*Excerpt*:

....

The IVPA recommends regularly vacuuming up loose pine needles from around the tree and keep plants off the floor and away from your pet's reach, including places where your cat may climb.
Keep Cats and Dogs Away From Candles and Scents
Think twice about using real candles, which are fire hazards that are easily knocked over by curious pets. Plus, your pet can get singed brushing up against the flame. The best candles may be the kind you plug in or that use batteries. If nothing will do but the glow of real flames, make sure your candle holders or menorah are sturdy and set upon stable surfaces. If pets are hanging around, put out the flames when you leave the room.
American Humane also warns against indulging in your love of essential oils and potpourri sachets in the pursuit of the ultimate holiday house. Exposure to these can damage your pet's skin or mouth and may cause illness or even death if ingested or inhaled.

....

*Extracted records*:
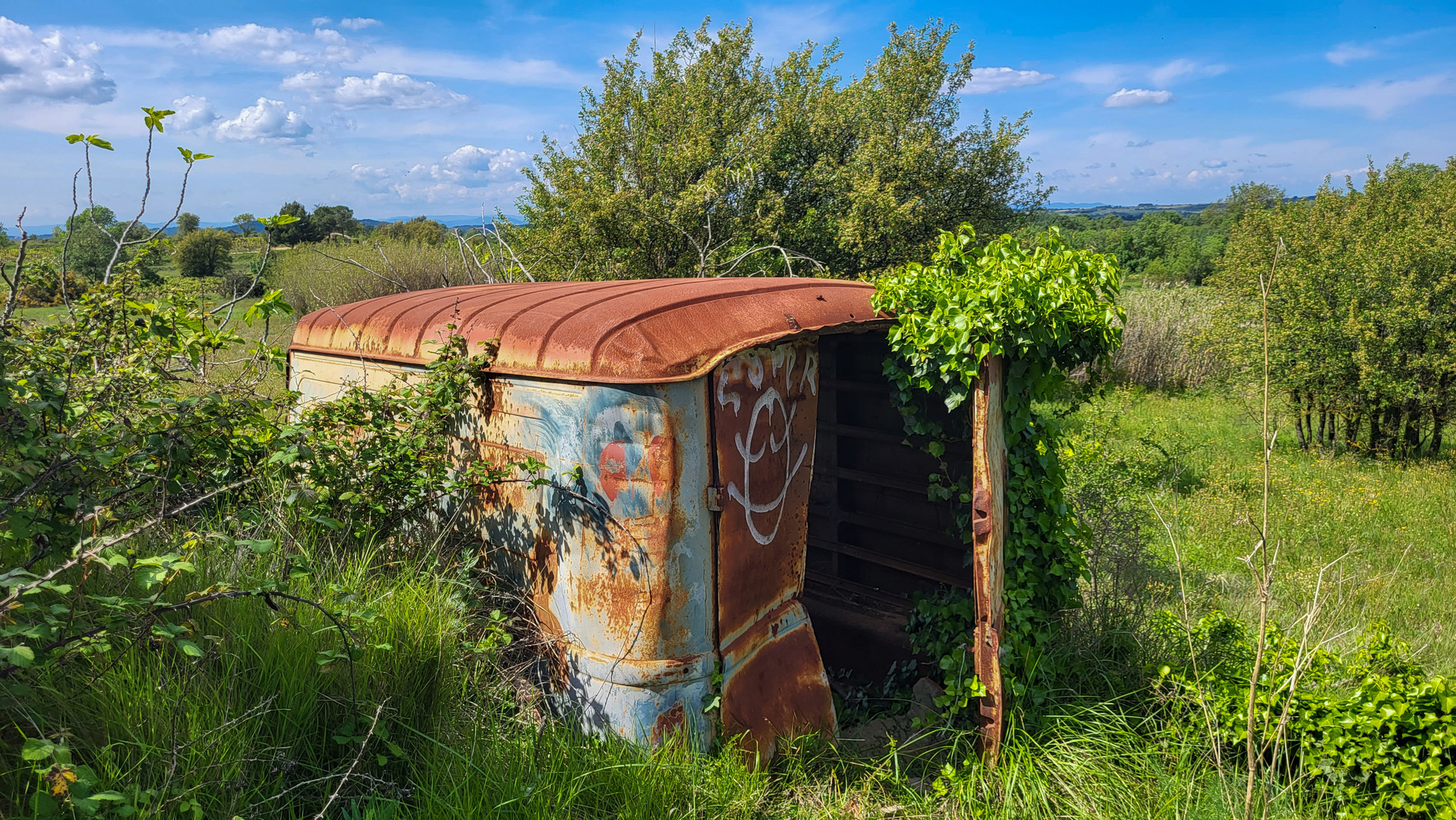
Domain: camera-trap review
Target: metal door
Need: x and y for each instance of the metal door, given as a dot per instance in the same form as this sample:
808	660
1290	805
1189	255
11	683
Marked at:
764	404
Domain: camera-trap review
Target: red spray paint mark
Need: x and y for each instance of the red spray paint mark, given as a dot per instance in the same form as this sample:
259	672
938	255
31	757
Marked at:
613	468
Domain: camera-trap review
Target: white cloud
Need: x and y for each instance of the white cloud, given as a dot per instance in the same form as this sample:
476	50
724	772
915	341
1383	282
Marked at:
468	68
474	166
1175	71
269	121
456	177
285	47
1137	96
193	112
35	68
1347	53
1378	98
1100	76
992	80
382	90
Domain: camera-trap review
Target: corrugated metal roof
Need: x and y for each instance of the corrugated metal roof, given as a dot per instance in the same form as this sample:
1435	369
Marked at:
639	331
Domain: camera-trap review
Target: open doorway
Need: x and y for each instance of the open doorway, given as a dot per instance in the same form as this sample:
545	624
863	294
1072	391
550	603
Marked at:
874	536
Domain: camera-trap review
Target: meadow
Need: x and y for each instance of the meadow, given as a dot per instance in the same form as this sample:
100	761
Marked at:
264	723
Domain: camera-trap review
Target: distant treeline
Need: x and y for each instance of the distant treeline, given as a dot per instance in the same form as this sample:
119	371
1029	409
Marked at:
1165	247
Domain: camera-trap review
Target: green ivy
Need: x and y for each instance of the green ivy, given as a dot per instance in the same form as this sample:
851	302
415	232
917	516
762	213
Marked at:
1048	309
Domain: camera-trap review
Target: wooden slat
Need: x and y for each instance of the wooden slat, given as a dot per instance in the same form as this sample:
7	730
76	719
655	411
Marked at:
915	569
989	529
871	478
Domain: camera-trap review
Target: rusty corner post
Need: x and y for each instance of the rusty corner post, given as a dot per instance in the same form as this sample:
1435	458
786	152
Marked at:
989	531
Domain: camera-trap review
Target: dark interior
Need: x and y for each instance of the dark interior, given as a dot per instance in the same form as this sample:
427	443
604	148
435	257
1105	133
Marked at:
874	536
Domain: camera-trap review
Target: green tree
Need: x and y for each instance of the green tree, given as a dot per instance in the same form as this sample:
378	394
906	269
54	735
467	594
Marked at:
89	241
708	162
328	220
1362	308
296	232
187	223
420	229
206	252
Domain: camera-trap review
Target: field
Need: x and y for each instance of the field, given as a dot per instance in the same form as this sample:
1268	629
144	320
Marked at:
1385	528
264	724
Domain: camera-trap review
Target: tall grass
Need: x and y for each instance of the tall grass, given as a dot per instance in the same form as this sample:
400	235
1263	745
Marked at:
1159	348
260	729
1394	522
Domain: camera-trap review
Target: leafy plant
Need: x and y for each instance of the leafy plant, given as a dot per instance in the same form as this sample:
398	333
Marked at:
1367	729
1046	309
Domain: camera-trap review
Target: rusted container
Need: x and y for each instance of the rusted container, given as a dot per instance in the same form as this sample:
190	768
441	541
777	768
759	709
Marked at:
730	487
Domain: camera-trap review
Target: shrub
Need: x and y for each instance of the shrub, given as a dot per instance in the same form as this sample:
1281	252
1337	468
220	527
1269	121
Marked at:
1366	729
206	252
1161	339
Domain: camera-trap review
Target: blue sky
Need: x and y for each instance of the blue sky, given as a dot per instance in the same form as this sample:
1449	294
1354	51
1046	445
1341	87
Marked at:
408	108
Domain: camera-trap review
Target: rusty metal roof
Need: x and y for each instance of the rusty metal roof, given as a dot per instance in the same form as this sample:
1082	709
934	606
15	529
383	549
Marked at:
637	331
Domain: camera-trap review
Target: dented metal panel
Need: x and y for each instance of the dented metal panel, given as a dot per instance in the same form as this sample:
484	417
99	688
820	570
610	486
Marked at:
615	552
764	402
638	333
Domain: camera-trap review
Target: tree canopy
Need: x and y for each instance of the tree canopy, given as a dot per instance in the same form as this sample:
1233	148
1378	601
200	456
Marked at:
206	252
1362	306
710	162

....

*Work instruction 1*: In the holiday pet safety text, repeat the words between "The IVPA recommends" and "leave the room.", inclusive.
*Work instruction 2*: Turn the paragraph of the holiday pet safety text that begins "Think twice about using real candles" into a short list that keeps its main points.
*Work instruction 3*: Which group does the holiday pet safety text say warns against essential oils and potpourri sachets?

*Answer 1*:
The IVPA recommends regularly vacuuming up loose pine needles from around the tree and keep plants off the floor and away from your pet's reach, including places where your cat may climb.
Keep Cats and Dogs Away From Candles and Scents
Think twice about using real candles, which are fire hazards that are easily knocked over by curious pets. Plus, your pet can get singed brushing up against the flame. The best candles may be the kind you plug in or that use batteries. If nothing will do but the glow of real flames, make sure your candle holders or menorah are sturdy and set upon stable surfaces. If pets are hanging around, put out the flames when you leave the room.

*Answer 2*:
- Real candles are fire hazards that curious pets can easily knock over.
- Pets can get singed by brushing against the flame.
- Plug-in or battery candles may be the best choice.
- If you use real flames, set sturdy candle holders or menorahs on stable surfaces.
- Put out the flames when you leave the room if pets are around.

*Answer 3*: American Humane.